Mask labeling samples:
- - -

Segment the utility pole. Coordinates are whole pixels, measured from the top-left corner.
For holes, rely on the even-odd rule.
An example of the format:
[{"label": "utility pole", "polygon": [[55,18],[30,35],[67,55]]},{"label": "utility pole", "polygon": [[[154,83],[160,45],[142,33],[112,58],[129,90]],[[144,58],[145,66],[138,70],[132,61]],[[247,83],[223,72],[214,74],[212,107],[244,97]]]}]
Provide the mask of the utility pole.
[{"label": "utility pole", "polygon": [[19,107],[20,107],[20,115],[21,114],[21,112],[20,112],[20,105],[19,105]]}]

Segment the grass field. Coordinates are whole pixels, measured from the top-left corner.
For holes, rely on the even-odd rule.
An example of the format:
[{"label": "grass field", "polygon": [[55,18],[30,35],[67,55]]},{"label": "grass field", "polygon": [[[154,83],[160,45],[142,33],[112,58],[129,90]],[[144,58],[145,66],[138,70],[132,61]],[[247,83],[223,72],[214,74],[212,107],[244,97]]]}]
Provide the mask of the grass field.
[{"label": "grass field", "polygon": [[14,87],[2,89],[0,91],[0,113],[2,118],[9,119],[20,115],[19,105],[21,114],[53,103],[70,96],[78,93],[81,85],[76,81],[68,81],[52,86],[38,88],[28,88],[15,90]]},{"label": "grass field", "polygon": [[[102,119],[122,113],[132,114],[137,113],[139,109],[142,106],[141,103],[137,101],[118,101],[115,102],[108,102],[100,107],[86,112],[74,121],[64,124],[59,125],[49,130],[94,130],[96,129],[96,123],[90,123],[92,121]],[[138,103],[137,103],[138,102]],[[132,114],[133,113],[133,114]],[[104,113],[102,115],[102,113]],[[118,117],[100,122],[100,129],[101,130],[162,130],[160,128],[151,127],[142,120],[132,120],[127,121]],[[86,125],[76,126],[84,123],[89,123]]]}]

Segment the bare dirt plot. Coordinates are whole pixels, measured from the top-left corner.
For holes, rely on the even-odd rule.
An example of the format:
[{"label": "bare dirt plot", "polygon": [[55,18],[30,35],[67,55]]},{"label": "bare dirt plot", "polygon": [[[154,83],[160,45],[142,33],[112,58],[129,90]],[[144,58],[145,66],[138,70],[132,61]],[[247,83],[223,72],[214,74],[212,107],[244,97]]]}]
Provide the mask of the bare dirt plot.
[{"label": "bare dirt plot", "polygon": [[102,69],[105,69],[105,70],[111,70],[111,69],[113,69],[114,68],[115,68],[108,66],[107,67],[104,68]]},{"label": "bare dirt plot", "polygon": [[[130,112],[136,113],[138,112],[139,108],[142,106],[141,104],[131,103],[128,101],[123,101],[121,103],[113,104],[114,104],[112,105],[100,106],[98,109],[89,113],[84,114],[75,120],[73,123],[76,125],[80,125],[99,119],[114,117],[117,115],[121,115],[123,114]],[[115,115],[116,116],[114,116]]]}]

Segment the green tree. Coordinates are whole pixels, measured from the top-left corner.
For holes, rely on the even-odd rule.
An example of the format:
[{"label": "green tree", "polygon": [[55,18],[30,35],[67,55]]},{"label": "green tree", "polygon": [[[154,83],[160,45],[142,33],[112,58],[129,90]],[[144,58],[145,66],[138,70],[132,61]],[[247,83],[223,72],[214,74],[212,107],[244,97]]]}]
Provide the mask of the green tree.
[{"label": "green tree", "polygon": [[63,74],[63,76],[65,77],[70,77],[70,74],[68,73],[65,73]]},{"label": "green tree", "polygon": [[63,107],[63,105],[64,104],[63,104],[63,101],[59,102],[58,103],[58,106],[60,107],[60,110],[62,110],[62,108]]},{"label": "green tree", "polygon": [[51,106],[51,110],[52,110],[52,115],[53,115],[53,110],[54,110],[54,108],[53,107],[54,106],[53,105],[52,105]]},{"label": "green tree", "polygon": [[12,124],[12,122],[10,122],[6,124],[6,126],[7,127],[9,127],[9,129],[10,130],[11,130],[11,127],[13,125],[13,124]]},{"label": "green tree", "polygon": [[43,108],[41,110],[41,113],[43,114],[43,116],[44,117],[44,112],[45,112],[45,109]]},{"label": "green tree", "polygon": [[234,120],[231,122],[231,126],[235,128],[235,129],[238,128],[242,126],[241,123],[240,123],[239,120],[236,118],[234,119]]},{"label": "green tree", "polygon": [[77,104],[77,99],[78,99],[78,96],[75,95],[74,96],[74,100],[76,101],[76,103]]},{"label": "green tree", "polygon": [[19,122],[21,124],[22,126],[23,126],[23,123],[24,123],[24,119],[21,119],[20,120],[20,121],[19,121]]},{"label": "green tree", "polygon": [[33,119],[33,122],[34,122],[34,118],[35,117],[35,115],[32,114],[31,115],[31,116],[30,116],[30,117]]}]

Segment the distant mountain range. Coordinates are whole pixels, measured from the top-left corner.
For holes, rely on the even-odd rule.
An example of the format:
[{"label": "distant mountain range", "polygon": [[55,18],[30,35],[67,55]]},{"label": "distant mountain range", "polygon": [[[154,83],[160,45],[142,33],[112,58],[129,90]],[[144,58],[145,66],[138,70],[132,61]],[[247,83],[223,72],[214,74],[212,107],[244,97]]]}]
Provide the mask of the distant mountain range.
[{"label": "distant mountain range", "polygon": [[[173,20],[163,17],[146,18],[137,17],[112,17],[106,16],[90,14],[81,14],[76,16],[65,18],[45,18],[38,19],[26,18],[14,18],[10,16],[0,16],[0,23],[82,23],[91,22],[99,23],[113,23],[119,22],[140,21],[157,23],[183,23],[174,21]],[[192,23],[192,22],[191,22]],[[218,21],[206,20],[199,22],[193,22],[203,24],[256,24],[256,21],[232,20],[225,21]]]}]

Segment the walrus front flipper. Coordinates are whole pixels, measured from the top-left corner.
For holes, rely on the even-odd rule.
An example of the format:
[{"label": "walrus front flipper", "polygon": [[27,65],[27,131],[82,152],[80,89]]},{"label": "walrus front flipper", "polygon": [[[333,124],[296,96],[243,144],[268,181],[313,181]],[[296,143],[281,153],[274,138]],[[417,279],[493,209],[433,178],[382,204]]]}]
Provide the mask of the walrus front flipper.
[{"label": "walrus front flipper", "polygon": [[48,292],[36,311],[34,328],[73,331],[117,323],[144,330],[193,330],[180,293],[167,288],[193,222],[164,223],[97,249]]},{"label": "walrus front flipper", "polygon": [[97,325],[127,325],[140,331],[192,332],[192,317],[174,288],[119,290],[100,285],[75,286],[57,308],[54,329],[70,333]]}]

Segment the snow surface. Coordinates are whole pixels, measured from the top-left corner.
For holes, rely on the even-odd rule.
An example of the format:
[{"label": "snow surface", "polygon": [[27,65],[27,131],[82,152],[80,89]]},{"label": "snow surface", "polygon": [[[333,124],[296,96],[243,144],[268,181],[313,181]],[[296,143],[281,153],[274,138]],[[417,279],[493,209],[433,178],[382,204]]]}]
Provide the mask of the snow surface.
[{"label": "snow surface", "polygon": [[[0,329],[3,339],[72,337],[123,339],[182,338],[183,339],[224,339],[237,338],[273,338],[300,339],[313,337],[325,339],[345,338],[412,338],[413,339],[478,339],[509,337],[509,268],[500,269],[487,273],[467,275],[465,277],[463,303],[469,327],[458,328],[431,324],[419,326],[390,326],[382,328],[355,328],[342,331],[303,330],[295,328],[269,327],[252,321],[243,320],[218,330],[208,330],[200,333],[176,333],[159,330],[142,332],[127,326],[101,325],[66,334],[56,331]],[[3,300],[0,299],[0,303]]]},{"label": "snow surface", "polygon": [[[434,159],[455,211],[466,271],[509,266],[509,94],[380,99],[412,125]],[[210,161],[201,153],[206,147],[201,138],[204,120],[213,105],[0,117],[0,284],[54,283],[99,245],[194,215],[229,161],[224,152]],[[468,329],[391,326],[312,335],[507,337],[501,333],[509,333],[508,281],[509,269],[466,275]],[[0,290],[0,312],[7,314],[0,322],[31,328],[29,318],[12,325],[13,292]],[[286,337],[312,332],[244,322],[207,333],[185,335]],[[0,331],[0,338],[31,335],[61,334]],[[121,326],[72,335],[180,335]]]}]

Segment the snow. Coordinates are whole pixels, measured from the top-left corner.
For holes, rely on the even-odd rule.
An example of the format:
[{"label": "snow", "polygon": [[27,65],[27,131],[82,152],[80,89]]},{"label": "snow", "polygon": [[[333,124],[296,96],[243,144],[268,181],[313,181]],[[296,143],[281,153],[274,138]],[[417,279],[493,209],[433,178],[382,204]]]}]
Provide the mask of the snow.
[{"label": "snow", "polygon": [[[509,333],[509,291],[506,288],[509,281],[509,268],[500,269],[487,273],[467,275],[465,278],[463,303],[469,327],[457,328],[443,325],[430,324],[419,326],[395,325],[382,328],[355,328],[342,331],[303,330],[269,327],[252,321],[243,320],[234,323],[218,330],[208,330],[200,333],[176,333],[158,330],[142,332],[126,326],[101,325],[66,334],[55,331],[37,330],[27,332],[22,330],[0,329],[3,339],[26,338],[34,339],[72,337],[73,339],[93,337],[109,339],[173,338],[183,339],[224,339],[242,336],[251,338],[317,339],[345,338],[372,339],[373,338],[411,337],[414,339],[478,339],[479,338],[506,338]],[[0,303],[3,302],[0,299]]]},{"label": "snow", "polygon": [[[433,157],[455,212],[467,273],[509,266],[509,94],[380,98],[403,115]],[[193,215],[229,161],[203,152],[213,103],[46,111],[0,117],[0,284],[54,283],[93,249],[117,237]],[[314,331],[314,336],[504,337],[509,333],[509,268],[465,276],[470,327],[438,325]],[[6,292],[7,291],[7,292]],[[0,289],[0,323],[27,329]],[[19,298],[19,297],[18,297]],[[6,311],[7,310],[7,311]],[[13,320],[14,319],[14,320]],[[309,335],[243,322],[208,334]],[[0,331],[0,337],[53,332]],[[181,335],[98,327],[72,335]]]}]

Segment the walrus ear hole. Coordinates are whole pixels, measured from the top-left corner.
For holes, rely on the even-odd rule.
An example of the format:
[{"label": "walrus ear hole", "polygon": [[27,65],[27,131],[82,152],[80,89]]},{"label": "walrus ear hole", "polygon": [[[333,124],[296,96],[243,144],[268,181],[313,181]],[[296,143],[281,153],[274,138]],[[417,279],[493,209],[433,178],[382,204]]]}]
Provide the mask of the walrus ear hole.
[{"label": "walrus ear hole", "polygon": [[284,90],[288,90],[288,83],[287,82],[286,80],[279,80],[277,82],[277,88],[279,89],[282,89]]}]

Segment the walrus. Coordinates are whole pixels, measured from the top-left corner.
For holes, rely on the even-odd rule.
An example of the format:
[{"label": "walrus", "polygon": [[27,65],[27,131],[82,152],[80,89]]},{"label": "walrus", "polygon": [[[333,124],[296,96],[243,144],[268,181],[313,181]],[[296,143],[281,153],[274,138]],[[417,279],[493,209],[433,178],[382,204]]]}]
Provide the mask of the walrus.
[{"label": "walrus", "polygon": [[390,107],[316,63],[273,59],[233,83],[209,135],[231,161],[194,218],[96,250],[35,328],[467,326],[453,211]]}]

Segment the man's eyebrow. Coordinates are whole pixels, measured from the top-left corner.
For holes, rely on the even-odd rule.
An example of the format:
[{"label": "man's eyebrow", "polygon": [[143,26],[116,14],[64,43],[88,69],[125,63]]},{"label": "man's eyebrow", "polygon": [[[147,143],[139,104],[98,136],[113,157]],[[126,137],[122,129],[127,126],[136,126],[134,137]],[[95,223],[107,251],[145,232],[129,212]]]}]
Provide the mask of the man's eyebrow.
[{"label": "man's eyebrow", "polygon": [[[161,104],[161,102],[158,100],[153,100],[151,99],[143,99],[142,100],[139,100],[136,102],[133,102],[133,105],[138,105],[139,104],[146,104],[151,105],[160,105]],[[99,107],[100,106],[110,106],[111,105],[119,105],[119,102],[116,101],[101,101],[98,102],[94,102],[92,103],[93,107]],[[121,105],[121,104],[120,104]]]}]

- - -

◆ What to do: Please find every line of the material above that contains the word "Provide", matching case exactly, and copy each of those lines.

◆ The output:
Provide the mask of the utility pole.
Provide the mask of the grass field.
Provide the mask of the bare dirt plot.
Provide the mask of the green tree.
Provide the mask of the distant mountain range.
Provide the mask of the walrus front flipper.
Provide the mask of the snow surface.
Provide the mask of the snow.
Provide the mask of the walrus ear hole.
Provide the mask of the walrus.
Provide the mask of the man's eyebrow.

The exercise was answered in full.